READING PASSAGE:
* BEGIN *

# Subi-flock issue



## Beckmansbeach (Jun 30, 2014)

Hello,
Im new to sublimation printing, just got the basic ricoh setup. I am trying to make patches using subli-flock 5901 from heat transfer warehouse. I print out my design with registration marks, sublimate onto the flock then run it through my cutter (graphtec ce-6000) to cut it out.
Problem is, the registration is off slightly when i cut it out. Never have any problems doing print cut with other stuff, just with the subli-flock.
Im assuming my issue has to do with the fact that the design get printed in reverse, then transfered than goes through the cutter. The design gets reversed by the subli printer automatically, and when i run the cut program the file layout / orientation matches (file on screen and printed flock in cutter).. So anybody have any ideas? Its only off slightly, hardly noticable if i put a white border around design, but i would like to make exact cuts.

Thank you!!!


----------



## socceronly (Jul 22, 2012)

Beckmansbeach said:


> Hello,
> Im new to sublimation printing, just got the basic ricoh setup. I am trying to make patches using subli-flock 5901 from heat transfer warehouse. I print out my design with registration marks, sublimate onto the flock then run it through my cutter (graphtec ce-6000) to cut it out.
> Problem is, the registration is off slightly when i cut it out. Never have any problems doing print cut with other stuff, just with the subli-flock.
> Im assuming my issue has to do with the fact that the design get printed in reverse, then transfered than goes through the cutter. The design gets reversed by the subli printer automatically, and when i run the cut program the file layout / orientation matches (file on screen and printed flock in cutter).. So anybody have any ideas? Its only off slightly, hardly noticable if i put a white border around design, but i would like to make exact cuts.
> ...



Is it possible to cut them first, then use the tacky spray to position them on the print?


----------



## Beckmansbeach (Jun 30, 2014)

Actually, that would work, good idea!! Thing is, im trying to do a bunch of smallish patches, so that method would be rather time consuming aligning each one.

I tried a few things after i first posted this, and realized its not just the flock, its anything i try to contour cut, so its definitely a problem with the alignment/ offset of my cutter, nothing to do with the flock or transfer. Going to call graphtec to see if there is a calibration or something to realign it.
Thank you for the reply, for the mean time that will atleast get this job out!!


----------



## BGSSUB (Oct 17, 2008)

Shrinking of the polyester subliflock will cause registration issues for cutting ... if you are printing the transfer then pressing onto the subliflock and then afterward cutting, the registration will be off because the subliflock will ever so slightly shrink after being heated ... best to cut first, then line up ... more time consuming, but get perfect registration that way.


----------



## Beckmansbeach (Jun 30, 2014)

Actually turned out that the offset was slightly off with the cutter, it had nothing to do with cutting the flock specifically. I had to adjust the offset in the ARMS settings. 
(Basically where the cutter recognizes as "0" after reading the registration marks)
Now its cutting perfect, just took some playing with to dial it in.


----------

* END *

TASK TO COMPLETE:
Please repeat the part of the forum thread on subli-flock cutting that runs from "Is it possible" down to "aligning each one.", word for word. The lines after this have nothing to do with the forum thread on subli-flock cutting.

GIVEN DATA:
* BEGIN *

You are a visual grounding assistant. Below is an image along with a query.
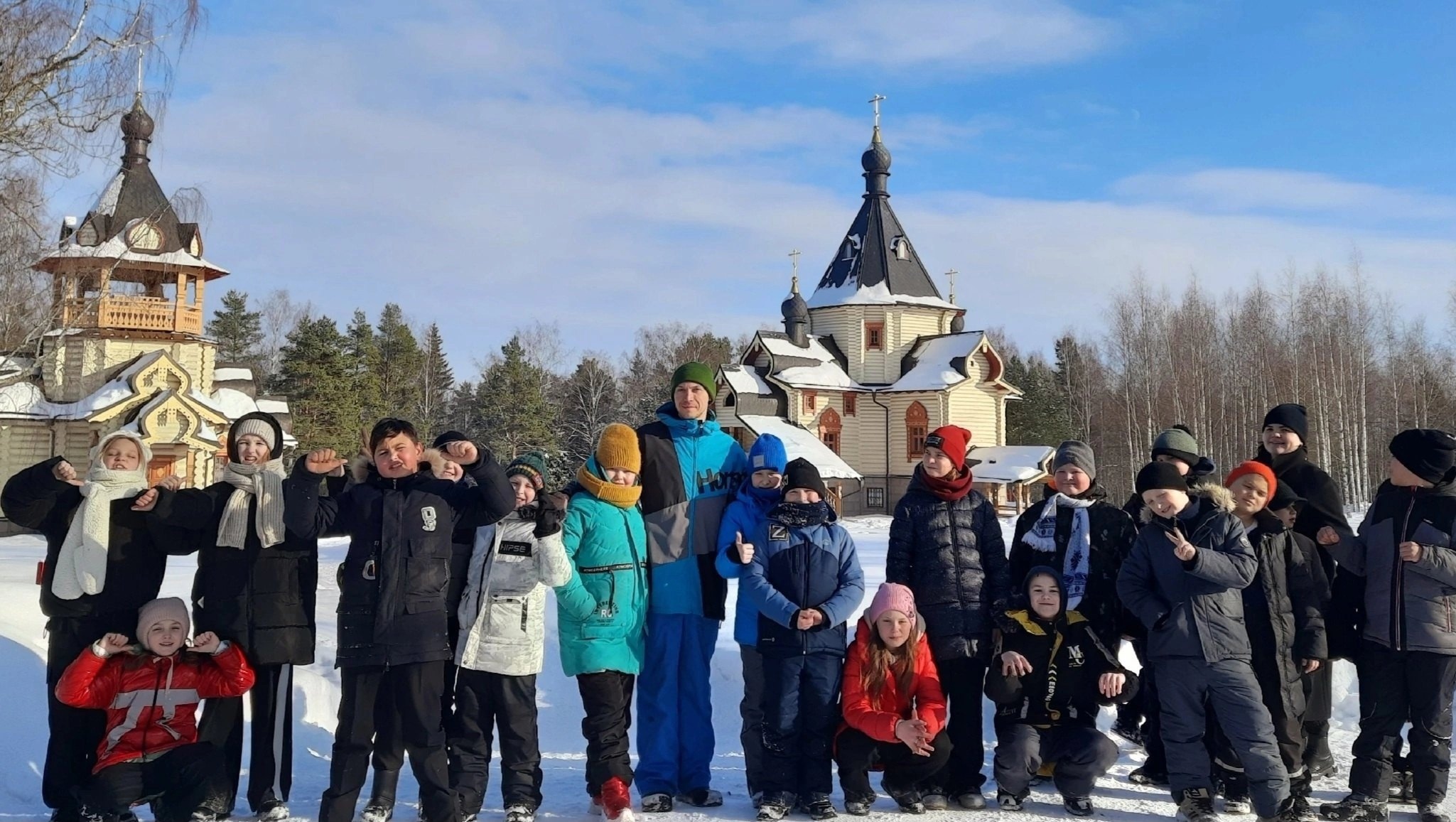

* END *

TASK OUTPUT:
Is it possible to cut them first, then use the tacky spray to position them on the print?


----------



## Beckmansbeach (Jun 30, 2014)

Actually, that would work, good idea!! Thing is, im trying to do a bunch of smallish patches, so that method would be rather time consuming aligning each one.